## Short task
Format the lines from the first one through the line containing "column 223, row 276" as a JSON array of strings, one string per line, with blank lines skipped and the pictures omitted.

## Record set
★ ★ ★ ★

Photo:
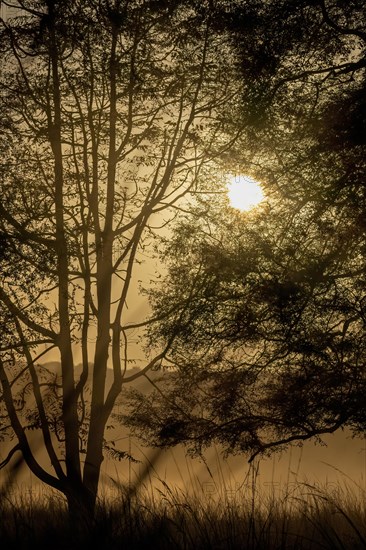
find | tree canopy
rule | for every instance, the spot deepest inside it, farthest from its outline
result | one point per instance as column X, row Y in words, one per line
column 269, row 306
column 112, row 113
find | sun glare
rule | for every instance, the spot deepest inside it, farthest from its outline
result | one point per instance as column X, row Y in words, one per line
column 244, row 192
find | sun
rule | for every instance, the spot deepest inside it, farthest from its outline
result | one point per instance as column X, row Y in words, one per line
column 244, row 192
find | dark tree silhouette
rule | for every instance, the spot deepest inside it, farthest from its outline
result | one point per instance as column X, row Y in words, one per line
column 112, row 113
column 269, row 316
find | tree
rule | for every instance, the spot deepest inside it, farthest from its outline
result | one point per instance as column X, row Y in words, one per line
column 269, row 317
column 113, row 112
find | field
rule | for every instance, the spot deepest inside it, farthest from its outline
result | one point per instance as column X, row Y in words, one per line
column 302, row 517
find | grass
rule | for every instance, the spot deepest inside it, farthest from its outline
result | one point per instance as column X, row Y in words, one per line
column 302, row 517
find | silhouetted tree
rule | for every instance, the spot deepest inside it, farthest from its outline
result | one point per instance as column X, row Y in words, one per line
column 269, row 316
column 113, row 112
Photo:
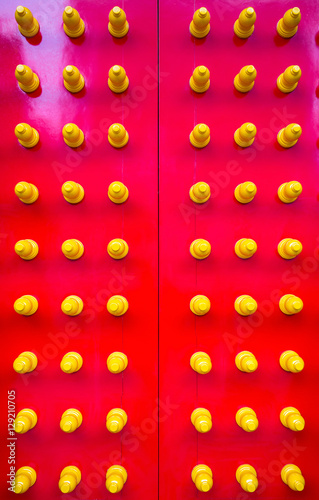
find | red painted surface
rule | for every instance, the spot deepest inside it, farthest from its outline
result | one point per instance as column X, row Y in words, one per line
column 95, row 277
column 223, row 276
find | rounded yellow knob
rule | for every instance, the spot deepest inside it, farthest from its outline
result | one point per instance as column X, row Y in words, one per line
column 25, row 420
column 200, row 305
column 72, row 79
column 200, row 249
column 245, row 248
column 199, row 26
column 116, row 477
column 117, row 249
column 117, row 305
column 201, row 362
column 116, row 419
column 200, row 135
column 25, row 478
column 288, row 248
column 118, row 81
column 72, row 305
column 26, row 362
column 72, row 192
column 26, row 249
column 246, row 419
column 69, row 478
column 244, row 136
column 117, row 135
column 245, row 305
column 71, row 362
column 201, row 420
column 200, row 79
column 72, row 249
column 246, row 475
column 71, row 420
column 289, row 191
column 26, row 305
column 117, row 362
column 245, row 79
column 200, row 192
column 117, row 192
column 202, row 476
column 290, row 304
column 290, row 361
column 246, row 362
column 292, row 477
column 288, row 136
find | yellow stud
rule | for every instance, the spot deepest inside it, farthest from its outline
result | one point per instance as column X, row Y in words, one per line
column 245, row 79
column 244, row 25
column 69, row 479
column 117, row 305
column 288, row 80
column 245, row 305
column 72, row 305
column 116, row 419
column 246, row 419
column 200, row 249
column 25, row 478
column 25, row 420
column 117, row 192
column 26, row 305
column 26, row 192
column 245, row 192
column 117, row 362
column 71, row 362
column 287, row 26
column 27, row 80
column 116, row 477
column 202, row 476
column 201, row 362
column 199, row 81
column 200, row 135
column 71, row 420
column 26, row 362
column 118, row 82
column 289, row 191
column 199, row 26
column 117, row 249
column 117, row 135
column 26, row 249
column 290, row 304
column 245, row 135
column 72, row 249
column 288, row 248
column 246, row 362
column 201, row 420
column 290, row 417
column 27, row 136
column 200, row 192
column 72, row 79
column 118, row 25
column 245, row 248
column 73, row 25
column 72, row 192
column 200, row 305
column 292, row 477
column 288, row 136
column 27, row 24
column 246, row 475
column 72, row 135
column 290, row 361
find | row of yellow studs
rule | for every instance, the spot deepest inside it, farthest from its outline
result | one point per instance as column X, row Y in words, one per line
column 70, row 477
column 73, row 25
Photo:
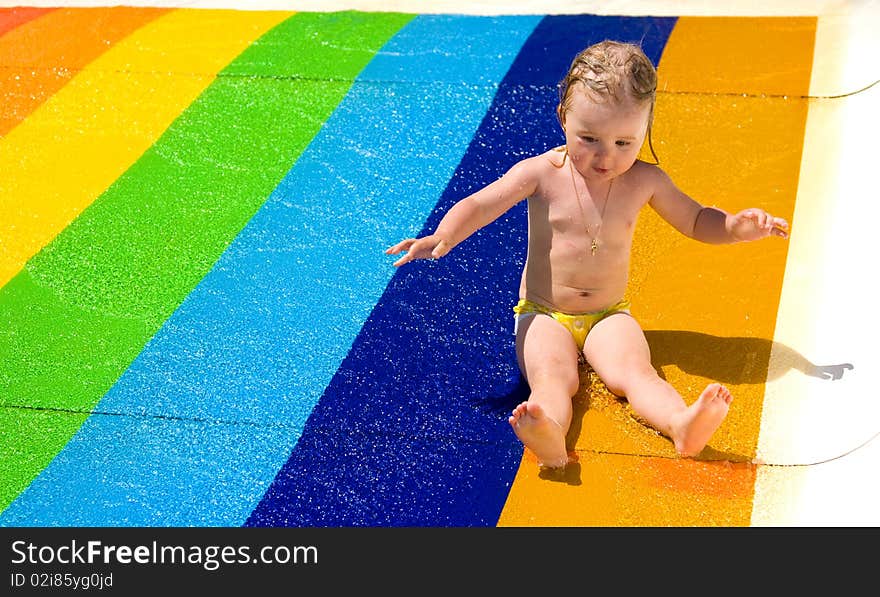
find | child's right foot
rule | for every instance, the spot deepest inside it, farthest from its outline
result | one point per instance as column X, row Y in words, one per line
column 540, row 433
column 697, row 424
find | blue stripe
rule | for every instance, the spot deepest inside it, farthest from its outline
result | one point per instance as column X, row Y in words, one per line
column 412, row 430
column 226, row 385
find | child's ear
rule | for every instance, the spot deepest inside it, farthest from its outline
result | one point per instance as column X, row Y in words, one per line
column 560, row 115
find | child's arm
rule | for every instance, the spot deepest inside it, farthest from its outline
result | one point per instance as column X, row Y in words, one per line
column 711, row 224
column 471, row 213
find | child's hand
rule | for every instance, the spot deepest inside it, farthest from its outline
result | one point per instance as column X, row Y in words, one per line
column 753, row 223
column 427, row 247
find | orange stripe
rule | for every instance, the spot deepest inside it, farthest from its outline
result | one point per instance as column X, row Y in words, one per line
column 41, row 56
column 10, row 18
column 709, row 312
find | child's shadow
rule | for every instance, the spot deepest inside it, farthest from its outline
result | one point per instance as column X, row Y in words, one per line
column 732, row 360
column 728, row 360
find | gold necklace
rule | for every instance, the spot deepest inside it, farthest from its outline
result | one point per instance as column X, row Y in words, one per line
column 594, row 242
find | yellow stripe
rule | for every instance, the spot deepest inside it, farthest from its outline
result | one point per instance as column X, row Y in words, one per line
column 708, row 311
column 68, row 151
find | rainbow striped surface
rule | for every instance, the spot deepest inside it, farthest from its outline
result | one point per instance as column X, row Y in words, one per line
column 200, row 326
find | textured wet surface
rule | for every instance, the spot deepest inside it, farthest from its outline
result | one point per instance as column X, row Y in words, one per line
column 200, row 327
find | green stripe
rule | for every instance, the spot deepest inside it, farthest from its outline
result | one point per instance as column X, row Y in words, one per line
column 85, row 306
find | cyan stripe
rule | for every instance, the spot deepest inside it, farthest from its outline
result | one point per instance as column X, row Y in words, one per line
column 226, row 385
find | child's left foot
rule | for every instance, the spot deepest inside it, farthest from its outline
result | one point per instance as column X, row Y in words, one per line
column 697, row 424
column 540, row 433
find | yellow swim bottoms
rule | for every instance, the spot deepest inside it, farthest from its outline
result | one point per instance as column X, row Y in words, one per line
column 579, row 324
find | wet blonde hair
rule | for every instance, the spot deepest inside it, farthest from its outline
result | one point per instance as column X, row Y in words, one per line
column 612, row 70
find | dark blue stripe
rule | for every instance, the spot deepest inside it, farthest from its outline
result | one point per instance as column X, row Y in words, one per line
column 412, row 429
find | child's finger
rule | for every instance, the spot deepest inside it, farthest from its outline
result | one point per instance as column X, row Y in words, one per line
column 440, row 250
column 394, row 250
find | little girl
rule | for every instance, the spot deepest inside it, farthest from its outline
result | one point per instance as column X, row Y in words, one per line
column 583, row 201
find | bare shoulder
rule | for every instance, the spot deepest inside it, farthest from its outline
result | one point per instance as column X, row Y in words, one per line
column 534, row 170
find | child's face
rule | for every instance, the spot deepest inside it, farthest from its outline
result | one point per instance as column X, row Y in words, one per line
column 604, row 138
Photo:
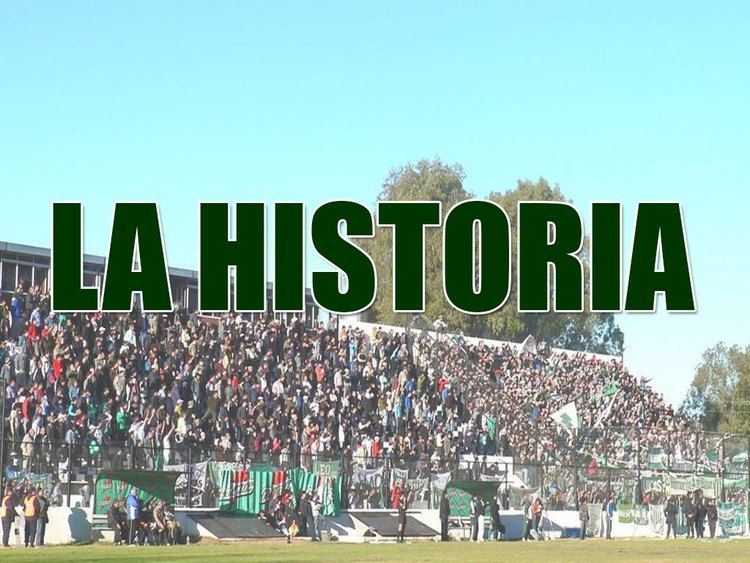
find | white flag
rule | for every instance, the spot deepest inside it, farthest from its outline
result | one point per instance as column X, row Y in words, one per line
column 529, row 345
column 567, row 417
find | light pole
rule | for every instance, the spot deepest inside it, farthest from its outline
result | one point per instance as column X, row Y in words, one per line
column 2, row 438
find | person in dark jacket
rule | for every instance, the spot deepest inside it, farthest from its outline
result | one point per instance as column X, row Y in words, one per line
column 497, row 527
column 7, row 514
column 445, row 513
column 670, row 513
column 116, row 523
column 31, row 509
column 688, row 509
column 583, row 516
column 700, row 518
column 712, row 515
column 475, row 509
column 41, row 528
column 401, row 530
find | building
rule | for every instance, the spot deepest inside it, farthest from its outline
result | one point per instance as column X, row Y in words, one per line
column 29, row 265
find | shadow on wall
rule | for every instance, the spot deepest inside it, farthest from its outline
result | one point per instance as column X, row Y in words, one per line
column 80, row 527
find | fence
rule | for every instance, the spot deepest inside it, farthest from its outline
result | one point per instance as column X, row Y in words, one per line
column 641, row 469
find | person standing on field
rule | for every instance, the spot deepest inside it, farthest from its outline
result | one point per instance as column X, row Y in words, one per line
column 43, row 517
column 7, row 514
column 712, row 515
column 133, row 515
column 583, row 516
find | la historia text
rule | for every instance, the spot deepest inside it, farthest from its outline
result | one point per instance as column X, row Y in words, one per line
column 477, row 249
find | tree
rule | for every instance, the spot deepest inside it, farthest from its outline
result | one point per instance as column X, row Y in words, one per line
column 719, row 397
column 436, row 181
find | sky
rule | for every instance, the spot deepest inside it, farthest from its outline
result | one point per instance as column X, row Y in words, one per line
column 181, row 102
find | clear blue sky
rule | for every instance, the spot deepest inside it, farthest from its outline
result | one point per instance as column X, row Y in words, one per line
column 186, row 101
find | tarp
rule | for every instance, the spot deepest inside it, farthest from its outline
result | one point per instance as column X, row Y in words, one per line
column 114, row 484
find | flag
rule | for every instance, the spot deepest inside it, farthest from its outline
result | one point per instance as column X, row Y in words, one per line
column 567, row 417
column 610, row 389
column 490, row 425
column 529, row 345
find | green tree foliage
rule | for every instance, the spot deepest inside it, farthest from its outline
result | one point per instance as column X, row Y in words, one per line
column 719, row 397
column 437, row 181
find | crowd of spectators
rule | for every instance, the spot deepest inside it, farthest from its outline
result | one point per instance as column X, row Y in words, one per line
column 235, row 387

★ ★ ★ ★

## Finished answer
[
  "Photo:",
  "find | tree canopy",
  "rule | for every instance, the spot deepest inside it, farthest from its outline",
  "result | one point per instance as column X, row Y in words, one per line",
  "column 269, row 306",
  "column 112, row 113",
  "find | sun glare",
  "rule | for every instance, the spot deepest inside it, farthest from its outline",
  "result | one point per instance as column X, row Y in words, one per line",
  "column 244, row 192",
  "find | sun",
  "rule | for every instance, the spot deepest inside it, farthest from its outline",
  "result | one point per instance as column X, row Y in words, one per line",
  "column 244, row 192",
  "find | dark tree silhouette",
  "rule | for every instance, the spot deepest inside it, farthest from its outline",
  "result | one point per instance as column X, row Y in words, one per line",
  "column 112, row 113",
  "column 269, row 316",
  "find | tree",
  "rule | for every instance, the spot deepest inside it, farthest from its outline",
  "result | one point per instance as column X, row Y in words, one per line",
  "column 269, row 317",
  "column 113, row 112",
  "find | field",
  "rule | for every instance, the spot deepest inside it, farthest from its outline",
  "result | one point per instance as column X, row Y in words, one per line",
  "column 302, row 517",
  "find | grass",
  "rule | for every instance, the spot deepest inside it, farthest from its outline",
  "result | one point per instance as column X, row Y in words, one per line",
  "column 302, row 517",
  "find | silhouetted tree",
  "rule | for every instance, the spot deepest inside it, farthest from its outline",
  "result | one point per instance as column X, row Y in words, one per line",
  "column 269, row 316",
  "column 113, row 112",
  "Photo:",
  "find | red painted surface",
  "rule | for every instance, the spot deepest inside it, farthest from its outline",
  "result | one point per instance as column X, row Y in words, one per line",
  "column 95, row 277",
  "column 223, row 276"
]